======== DATA SHOWN

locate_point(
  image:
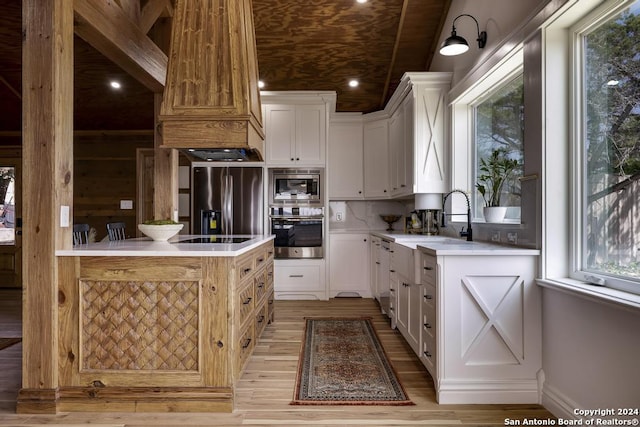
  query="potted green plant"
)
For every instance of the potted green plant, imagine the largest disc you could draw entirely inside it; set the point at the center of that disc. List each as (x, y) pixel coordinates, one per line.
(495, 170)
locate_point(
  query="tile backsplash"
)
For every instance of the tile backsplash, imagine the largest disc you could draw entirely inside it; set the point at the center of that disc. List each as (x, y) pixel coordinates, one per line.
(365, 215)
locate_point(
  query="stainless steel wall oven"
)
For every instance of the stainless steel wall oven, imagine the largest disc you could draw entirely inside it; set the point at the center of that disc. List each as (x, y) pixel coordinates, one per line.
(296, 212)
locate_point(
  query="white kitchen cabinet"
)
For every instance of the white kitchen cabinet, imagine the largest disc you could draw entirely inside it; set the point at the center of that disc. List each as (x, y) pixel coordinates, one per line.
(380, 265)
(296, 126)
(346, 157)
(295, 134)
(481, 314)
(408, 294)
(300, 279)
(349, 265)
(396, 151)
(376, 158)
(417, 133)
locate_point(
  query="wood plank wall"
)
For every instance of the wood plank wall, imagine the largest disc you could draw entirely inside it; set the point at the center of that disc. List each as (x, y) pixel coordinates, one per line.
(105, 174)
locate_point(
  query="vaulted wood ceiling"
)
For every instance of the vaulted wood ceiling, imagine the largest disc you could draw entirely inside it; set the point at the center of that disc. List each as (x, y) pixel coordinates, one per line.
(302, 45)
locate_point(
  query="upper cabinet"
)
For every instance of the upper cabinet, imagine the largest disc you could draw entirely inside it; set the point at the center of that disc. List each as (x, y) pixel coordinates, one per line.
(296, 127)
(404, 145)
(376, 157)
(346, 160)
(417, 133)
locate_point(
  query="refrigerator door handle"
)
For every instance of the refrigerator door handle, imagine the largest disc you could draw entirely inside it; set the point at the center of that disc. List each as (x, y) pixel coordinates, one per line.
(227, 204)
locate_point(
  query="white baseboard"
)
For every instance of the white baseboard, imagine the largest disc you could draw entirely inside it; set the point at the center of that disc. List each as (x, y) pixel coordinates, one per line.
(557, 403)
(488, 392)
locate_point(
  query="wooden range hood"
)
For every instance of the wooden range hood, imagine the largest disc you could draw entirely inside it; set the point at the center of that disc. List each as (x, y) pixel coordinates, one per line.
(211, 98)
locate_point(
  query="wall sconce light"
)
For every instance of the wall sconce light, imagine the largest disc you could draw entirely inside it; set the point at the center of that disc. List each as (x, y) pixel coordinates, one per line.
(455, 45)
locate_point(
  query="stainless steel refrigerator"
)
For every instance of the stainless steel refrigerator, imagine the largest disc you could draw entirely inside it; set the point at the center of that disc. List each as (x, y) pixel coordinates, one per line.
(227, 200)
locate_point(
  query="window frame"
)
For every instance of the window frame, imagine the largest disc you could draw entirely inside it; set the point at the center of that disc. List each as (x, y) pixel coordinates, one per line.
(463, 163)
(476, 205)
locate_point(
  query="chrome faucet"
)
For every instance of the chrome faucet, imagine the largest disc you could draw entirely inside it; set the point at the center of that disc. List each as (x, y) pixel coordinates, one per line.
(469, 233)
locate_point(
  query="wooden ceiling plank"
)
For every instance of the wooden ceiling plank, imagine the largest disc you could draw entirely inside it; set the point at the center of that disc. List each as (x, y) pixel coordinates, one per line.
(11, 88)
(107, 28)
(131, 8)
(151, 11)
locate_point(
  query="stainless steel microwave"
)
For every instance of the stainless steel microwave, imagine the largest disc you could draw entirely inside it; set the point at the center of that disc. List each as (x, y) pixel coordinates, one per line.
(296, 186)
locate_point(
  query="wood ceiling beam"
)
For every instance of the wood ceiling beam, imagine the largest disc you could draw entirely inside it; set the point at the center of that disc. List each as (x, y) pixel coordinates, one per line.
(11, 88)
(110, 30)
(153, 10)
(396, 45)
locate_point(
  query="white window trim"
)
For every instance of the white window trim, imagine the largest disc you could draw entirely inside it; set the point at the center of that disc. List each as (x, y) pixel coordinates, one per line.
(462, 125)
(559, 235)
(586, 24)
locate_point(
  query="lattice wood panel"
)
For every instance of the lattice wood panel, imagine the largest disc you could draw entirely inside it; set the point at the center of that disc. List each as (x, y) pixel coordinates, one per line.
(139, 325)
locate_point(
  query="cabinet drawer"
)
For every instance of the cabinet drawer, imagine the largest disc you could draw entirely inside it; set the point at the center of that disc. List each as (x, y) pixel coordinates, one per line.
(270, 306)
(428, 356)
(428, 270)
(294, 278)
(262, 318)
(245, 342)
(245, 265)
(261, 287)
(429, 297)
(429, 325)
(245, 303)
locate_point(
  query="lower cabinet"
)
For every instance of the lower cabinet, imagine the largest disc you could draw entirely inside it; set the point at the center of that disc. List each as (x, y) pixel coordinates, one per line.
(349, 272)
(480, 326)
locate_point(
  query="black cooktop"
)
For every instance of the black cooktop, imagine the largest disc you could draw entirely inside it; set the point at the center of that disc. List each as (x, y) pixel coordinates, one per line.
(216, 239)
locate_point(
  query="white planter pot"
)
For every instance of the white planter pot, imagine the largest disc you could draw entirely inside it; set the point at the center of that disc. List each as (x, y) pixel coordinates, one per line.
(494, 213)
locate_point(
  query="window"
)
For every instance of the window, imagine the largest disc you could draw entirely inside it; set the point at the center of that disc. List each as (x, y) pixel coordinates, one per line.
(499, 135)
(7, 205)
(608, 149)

================

◆ **THE REQUEST**
Gather each line in the rows above that contains the word "door", and copy those lines unchanged.

◆ **WRITTEN SOLUTION**
  query="refrigerator door handle"
For every instance of the refrigerator door handle, imagine the largest disc you could draw entirely inside it; set the point at the center of that disc. List each as (x, y) pixel coordinates, one per line.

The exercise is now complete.